#### Page extract:
In diseases with limited therapeutic progress, such as glioblastoma, this model has gained increasing support among clinical researchers.

The INSIGhT trial is sponsored by the Dana-Farber Cancer Institute and conducted in collaboration with Mass General Brigham Cancer Care. Researchers involved in the study have emphasized that the platform is designed to accelerate the identification of effective therapies for glioblastoma, which currently has few meaningful treatment options.

By entering the INSIGhT trial, Akeso and INOVIO gain access to an established research infrastructure and a patient population already engaged in the platform’s ongoing investigations.

For investigators, the addition of the combination therapy expands the portfolio of immune-based approaches being tested within the trial.

What clinicians and researchers will watch as the combination moves toward clinical testing

Despite the scientific rationale supporting the collaboration, several questions will likely shape how the oncology community evaluates the program.

#### Work instructions:
Please return the glioblastoma trial excerpt's passage that starts with the words containing "What clinicians and" and ends with "evaluates the program.", copied word for word. The listing after this is separate material and has no connection to the glioblastoma trial excerpt.

#### Provided records:
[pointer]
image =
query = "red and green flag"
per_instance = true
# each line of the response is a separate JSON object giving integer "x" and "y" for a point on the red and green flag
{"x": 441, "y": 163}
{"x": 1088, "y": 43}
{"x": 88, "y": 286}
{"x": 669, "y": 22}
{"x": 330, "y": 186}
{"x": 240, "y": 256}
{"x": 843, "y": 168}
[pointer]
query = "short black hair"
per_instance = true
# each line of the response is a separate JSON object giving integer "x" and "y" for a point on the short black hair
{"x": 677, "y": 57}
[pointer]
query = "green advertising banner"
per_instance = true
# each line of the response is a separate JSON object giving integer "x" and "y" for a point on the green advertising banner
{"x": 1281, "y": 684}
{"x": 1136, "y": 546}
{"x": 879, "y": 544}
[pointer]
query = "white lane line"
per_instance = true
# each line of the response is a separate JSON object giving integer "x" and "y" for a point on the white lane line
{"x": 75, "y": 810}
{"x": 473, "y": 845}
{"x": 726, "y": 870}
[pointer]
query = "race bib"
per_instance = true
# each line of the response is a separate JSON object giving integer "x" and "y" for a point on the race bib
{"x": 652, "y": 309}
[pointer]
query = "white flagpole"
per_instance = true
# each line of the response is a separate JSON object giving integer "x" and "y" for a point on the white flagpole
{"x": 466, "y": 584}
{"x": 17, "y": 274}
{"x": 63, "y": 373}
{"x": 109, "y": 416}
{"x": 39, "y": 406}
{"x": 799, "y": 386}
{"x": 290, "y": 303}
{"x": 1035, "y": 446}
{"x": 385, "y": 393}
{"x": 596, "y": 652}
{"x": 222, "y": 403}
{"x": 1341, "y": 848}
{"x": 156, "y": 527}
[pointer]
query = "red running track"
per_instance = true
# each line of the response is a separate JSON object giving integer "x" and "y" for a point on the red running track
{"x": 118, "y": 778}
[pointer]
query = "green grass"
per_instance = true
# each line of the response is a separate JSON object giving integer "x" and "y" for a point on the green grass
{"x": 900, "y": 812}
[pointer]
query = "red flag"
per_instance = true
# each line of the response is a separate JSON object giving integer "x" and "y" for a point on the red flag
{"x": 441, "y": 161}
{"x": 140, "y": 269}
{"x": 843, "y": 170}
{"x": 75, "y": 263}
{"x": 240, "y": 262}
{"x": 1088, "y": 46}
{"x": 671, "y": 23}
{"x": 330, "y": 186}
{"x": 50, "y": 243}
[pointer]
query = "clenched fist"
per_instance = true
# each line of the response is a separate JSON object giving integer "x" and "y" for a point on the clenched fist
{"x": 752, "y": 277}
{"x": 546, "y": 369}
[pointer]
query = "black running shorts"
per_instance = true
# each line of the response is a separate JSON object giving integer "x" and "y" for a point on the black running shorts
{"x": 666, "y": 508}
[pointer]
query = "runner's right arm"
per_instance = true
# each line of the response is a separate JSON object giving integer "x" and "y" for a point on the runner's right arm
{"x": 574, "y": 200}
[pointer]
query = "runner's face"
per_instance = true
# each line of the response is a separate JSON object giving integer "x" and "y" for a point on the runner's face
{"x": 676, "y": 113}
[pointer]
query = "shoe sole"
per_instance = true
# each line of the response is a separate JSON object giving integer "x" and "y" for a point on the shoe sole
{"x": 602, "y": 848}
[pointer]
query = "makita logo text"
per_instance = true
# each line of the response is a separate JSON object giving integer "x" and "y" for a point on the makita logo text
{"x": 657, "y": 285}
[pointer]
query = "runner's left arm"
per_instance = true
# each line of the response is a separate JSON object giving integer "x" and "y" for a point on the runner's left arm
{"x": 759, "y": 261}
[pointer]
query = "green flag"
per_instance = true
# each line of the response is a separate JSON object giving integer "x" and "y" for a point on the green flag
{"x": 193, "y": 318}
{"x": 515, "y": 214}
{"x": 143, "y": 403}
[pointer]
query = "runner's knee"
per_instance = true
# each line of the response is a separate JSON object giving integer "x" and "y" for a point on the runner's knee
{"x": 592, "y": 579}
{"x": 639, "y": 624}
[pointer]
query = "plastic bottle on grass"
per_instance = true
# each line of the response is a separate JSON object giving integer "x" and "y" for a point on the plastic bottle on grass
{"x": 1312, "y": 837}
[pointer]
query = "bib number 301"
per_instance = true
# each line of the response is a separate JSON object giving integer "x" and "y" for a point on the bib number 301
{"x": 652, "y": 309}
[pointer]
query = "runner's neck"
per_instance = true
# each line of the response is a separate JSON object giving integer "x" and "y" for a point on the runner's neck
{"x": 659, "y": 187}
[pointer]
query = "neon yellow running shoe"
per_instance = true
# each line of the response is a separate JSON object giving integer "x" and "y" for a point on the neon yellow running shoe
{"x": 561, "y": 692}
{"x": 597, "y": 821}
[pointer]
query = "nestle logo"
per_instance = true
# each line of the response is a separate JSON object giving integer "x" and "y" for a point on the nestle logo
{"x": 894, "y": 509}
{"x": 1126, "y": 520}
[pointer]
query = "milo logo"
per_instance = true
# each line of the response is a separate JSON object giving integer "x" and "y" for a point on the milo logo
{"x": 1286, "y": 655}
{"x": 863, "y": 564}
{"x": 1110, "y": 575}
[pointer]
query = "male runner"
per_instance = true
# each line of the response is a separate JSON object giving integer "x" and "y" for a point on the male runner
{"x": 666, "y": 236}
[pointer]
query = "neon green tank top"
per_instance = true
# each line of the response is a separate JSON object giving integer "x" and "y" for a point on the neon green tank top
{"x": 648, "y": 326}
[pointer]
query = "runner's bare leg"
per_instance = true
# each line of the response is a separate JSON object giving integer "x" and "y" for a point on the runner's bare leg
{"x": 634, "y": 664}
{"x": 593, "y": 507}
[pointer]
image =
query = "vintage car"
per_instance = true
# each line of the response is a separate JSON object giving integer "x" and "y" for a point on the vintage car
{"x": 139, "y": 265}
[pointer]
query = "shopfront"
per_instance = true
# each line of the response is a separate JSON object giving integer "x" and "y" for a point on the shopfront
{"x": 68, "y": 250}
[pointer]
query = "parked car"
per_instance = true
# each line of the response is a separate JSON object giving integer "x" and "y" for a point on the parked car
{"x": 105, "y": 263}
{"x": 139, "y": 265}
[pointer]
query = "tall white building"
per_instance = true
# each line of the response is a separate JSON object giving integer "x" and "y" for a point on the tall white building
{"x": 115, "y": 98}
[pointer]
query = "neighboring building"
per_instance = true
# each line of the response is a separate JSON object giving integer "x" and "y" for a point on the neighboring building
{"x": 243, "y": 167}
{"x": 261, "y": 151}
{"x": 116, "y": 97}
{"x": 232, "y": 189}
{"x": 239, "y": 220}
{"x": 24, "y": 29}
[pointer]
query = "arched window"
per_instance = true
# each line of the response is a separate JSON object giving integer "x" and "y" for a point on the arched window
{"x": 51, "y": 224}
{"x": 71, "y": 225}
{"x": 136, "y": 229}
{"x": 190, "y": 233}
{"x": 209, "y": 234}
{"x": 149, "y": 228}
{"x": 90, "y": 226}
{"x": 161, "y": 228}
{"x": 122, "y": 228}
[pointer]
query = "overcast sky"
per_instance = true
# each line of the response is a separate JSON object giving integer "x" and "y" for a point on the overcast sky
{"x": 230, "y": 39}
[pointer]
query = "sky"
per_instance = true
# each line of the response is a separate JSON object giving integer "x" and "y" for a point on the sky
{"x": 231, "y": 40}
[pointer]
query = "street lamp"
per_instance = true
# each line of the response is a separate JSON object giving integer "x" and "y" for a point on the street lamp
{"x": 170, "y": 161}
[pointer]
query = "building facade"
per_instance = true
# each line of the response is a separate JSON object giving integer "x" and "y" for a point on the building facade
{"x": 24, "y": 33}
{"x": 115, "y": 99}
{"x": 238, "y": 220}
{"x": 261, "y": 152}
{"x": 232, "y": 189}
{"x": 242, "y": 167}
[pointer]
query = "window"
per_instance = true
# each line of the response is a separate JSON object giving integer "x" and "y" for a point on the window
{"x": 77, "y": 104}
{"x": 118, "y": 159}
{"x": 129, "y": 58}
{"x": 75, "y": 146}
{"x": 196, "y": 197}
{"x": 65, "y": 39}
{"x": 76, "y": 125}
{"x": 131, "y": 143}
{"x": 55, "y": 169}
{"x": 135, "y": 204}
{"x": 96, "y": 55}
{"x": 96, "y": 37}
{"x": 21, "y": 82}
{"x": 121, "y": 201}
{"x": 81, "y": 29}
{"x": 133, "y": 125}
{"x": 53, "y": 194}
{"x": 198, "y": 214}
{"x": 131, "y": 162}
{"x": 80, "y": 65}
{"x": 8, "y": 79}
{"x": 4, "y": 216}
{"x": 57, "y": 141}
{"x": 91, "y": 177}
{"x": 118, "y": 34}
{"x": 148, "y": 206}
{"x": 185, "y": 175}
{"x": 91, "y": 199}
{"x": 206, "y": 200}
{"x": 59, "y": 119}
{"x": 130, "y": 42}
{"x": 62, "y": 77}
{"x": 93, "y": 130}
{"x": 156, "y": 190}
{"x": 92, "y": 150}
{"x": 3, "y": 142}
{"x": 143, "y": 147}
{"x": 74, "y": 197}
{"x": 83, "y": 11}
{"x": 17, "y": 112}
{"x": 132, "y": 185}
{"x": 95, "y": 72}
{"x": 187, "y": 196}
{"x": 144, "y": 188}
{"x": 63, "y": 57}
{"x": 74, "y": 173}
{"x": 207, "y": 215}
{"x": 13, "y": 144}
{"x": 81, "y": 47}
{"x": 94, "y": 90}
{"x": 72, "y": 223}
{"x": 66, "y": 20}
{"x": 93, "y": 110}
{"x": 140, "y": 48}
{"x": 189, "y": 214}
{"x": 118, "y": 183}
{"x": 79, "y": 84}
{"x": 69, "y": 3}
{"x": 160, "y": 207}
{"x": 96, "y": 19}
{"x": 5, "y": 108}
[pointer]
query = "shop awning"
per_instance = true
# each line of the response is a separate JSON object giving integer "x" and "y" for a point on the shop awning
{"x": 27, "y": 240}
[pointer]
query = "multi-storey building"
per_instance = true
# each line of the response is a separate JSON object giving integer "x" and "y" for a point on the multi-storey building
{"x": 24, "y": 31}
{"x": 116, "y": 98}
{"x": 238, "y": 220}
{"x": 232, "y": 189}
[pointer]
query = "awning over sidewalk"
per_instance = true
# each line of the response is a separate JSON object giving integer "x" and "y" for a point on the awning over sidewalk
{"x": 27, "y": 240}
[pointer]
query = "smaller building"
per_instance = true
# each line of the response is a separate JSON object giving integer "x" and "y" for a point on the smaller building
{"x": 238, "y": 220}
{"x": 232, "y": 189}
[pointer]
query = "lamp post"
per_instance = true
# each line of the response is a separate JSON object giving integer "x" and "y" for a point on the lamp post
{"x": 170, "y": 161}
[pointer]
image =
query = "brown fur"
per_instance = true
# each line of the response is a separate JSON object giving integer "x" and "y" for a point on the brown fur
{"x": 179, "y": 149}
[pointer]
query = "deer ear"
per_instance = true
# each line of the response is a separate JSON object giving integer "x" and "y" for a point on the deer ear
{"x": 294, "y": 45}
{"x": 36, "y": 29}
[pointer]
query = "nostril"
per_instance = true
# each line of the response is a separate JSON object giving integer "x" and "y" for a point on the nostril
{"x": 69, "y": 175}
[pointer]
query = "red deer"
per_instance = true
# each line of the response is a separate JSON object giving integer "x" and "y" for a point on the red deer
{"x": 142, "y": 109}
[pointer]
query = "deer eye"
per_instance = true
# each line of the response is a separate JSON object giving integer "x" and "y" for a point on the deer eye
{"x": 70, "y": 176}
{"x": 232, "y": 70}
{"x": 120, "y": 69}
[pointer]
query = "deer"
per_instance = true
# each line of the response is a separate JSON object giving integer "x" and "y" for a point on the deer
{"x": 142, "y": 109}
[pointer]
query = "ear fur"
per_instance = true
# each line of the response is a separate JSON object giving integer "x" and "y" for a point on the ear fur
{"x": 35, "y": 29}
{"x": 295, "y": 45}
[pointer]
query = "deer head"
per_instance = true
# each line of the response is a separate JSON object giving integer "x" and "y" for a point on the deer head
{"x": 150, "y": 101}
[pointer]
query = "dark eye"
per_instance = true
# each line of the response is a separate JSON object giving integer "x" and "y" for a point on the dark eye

#### Response box:
What clinicians and researchers will watch as the combination moves toward clinical testing

Despite the scientific rationale supporting the collaboration, several questions will likely shape how the oncology community evaluates the program.